Evacuation drills: Personnel walk the evacuation route to a designated area where
procedures for accounting for all personnel are tested. Participants are asked to
make notes of what might become a hazard during an emergency, such as
stairways cluttered with debris or smoke in the hallways. Plans are then modified
accordingly.
Full-scale exercises: Full-scale exercises simulate real-life emergency situations as
closely as possible. These exercises involve company emergency response
personnel, employees, management and community response organizations.
Train Employees
Employee training is crucial to ensuring a speedy evacuation and minimizing injuries and
damage. General training for all employees should address the following:
- Individual roles and responsibilities
- Information about threats, hazards and protective actions
- Notification, warning and communications procedures
- Means for locating family members in an emergency
- Emergency response procedures
- Evacuation, shelter and accountability procedures
- Location and use of common emergency equipment
- Emergency shutdown procedures
The scenarios developed during the vulnerability analysis can serve as the basis for training
events.
Everyone who works at or visits the facility requires some form of training. This could include
periodic employee discussion sessions to review procedures, technical training in equipment use
for emergency responders, evacuation drills and full-scale exercises.
Assign responsibility for developing a training plan. Consider the training and information needs
for employees, contractors, visitors, managers and those with an emergency response role
identified in the plan.
Determine the following for a 12-month training period:
- Who will be trained?
- Who will do the training?
- What training activities will be used?
- When and where will each session take place?
- How will each session be evaluated and documented?

Object detection data
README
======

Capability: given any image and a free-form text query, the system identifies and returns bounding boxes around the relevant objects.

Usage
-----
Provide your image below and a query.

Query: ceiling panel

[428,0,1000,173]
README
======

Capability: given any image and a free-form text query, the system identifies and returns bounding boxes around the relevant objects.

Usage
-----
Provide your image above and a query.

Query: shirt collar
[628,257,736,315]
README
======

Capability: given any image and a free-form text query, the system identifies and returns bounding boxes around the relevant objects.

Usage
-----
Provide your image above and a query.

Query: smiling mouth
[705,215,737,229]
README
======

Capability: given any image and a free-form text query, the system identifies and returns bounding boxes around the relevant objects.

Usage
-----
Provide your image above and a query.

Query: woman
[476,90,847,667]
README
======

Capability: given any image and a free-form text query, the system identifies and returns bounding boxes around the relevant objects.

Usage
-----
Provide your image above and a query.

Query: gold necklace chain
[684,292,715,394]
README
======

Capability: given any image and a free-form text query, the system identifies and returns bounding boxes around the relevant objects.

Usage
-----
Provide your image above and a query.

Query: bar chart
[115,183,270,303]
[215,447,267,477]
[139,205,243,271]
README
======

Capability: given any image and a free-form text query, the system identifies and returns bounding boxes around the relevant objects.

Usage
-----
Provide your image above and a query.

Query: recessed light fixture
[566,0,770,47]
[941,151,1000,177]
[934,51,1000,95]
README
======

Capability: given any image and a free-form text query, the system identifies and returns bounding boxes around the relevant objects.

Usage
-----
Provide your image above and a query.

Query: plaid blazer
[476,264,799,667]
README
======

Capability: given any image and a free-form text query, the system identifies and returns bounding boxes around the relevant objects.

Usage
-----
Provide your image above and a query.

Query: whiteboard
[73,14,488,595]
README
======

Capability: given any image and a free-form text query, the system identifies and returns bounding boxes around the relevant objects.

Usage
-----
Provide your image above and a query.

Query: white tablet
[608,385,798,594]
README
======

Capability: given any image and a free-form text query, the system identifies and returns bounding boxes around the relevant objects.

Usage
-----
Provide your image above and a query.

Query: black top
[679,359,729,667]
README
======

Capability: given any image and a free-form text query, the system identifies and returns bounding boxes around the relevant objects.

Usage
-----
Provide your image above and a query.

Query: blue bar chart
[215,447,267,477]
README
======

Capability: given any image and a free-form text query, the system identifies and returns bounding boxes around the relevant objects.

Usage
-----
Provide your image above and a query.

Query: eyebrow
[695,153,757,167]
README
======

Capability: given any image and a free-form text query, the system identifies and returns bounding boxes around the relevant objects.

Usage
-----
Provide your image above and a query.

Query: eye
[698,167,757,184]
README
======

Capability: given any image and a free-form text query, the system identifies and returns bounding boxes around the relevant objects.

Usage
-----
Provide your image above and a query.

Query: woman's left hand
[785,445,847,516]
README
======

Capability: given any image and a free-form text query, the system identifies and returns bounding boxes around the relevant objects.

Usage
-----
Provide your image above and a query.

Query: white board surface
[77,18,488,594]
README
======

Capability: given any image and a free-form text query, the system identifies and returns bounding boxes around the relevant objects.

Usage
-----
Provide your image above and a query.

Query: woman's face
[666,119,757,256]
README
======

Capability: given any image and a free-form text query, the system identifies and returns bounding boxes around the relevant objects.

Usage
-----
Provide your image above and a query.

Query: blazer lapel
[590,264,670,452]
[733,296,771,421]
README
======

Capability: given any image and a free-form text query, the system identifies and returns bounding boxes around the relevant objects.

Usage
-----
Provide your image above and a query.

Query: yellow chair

*WORK TO DO*:
**a.** Write out the emergency training passage word for word, starting with "Everyone who works" and going on through "will be trained?".
**b.** According to the emergency training passage, what can serve as the basis for training events?
These entries were drawn from a separate source.

*ANSWERS PER TASK*:
**a.**
Everyone who works at or visits the facility requires some form of training. This could include
periodic employee discussion sessions to review procedures, technical training in equipment use
for emergency responders, evacuation drills and full-scale exercises.
Assign responsibility for developing a training plan. Consider the training and information needs
for employees, contractors, visitors, managers and those with an emergency response role
identified in the plan.
Determine the following for a 12-month training period:
- Who will be trained?

**b.** The scenarios developed during the vulnerability analysis.